§ PASSAGE TO READ
* * * * * * *

Corn leaf damaged by fall armyworm Spodoptera frugiperda.
Photo: ©Shutterstock

CIMMYT announces fall armyworm-tolerant maize hybrids for Africa

The International Maize and Wheat Improvement Center (CIMMYT) developed three CIMMYT-derived fall armyworm-tolerant elite maize hybrids for eastern and southern Africa.

After three years of intensive research and trials conducted in Kenya, CIMMYT – the International Maize and Wheat Improvement Center –  succeeded in developing fall armyworm-tolerant maize hybrids, which is a significant advance in the global fight against this vermin.

Fall armyworm (Spodoptera frugiperda) emerged as a serious threat to maize production in Africa in 2016 before spreading to Asia in 2018. Host-plant resistance is an important component of integrated pest management (IPM). By leveraging tropical insect-resistant maize germplasm developed in Mexico, coupled with elite stress-resilient maize germplasm developed in sub-Saharan Africa, CIMMYT worked intensively over the past three years to identify and validate sources of native genetic resistance to fall armyworm in Africa. This included screening over 3,500 hybrids in 2018 and 2019.

Based on the results of on-station screenhouse trials for fall armyworm tolerance (under artificial infestation) conducted at Kiboko in Kenya during 2017-2019, CIMMYT researchers evaluated in 2020 a set of eight test hybrids (four early-maturing and four intermediate-maturing) against four widely used commercial hybrids (two early- and two intermediate-maturing) as checks. 

The eight test entries with fall armyworm tolerance were also included in the regional on-station trials (comprising a total of 58 entries) evaluated at 28 locations in Kenya and Tanzania. The purpose of these regional trials was to collect data on agronomic performance.

Native genetic resistance to fall armyworm in maize is partial, though quite significant in terms of yield protection under severe fall armyworm infestation, as compared to the susceptible commercial checks. The CIMMYT researchers suggest that sustainable control of fall armyworm could be best achieved when farmers use host-plant resistance in combination with other components of integrated pest management, including good agronomic management, biological control and environmentally safer pesticides.

Next Steps


Together with national agricultural research system (NARS) partners, CIMMYT will nominate these FAWTH hybrids for varietal release in target countries in sub-Saharan Africa, especially in eastern and southern Africa.  After national performance trials (NPTs) and varietal release and registration, the hybrids will be sublicensed to seed company partners on a non-exclusive, royalty-free basis for accelerated seed scaling and deployment for the benefit of farming communities.

* * * * * * *

§ DATASET
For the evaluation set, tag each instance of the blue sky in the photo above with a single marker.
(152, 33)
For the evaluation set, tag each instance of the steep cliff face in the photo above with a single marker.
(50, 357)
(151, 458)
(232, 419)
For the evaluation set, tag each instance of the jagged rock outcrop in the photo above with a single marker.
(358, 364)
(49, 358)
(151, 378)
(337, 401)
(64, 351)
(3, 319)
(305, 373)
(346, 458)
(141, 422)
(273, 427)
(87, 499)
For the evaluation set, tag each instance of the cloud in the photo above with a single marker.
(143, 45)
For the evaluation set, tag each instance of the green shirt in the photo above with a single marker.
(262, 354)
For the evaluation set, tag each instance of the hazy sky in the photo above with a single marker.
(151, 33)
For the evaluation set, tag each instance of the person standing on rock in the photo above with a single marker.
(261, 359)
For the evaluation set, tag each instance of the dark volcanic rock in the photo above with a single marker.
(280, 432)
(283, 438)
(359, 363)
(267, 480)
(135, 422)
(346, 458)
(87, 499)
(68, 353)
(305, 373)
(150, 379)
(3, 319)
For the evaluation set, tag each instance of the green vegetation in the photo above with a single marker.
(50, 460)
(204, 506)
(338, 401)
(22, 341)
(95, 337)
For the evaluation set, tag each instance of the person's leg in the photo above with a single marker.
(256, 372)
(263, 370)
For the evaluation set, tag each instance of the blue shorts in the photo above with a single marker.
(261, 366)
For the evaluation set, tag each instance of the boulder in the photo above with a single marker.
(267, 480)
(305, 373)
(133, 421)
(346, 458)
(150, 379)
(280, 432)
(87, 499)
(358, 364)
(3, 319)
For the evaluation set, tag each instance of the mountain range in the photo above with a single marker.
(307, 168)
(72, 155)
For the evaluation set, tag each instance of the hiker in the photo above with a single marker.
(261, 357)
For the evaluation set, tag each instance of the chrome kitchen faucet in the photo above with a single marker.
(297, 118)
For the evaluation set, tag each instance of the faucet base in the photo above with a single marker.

* * * * * * *

§ WHAT THE EXERCISE ASKS
According to the article on fall armyworm-tolerant maize, how many hybrids did CIMMYT screen in 2018 and 2019?

§ EXPECTED ANSWER
Over 3,500 hybrids.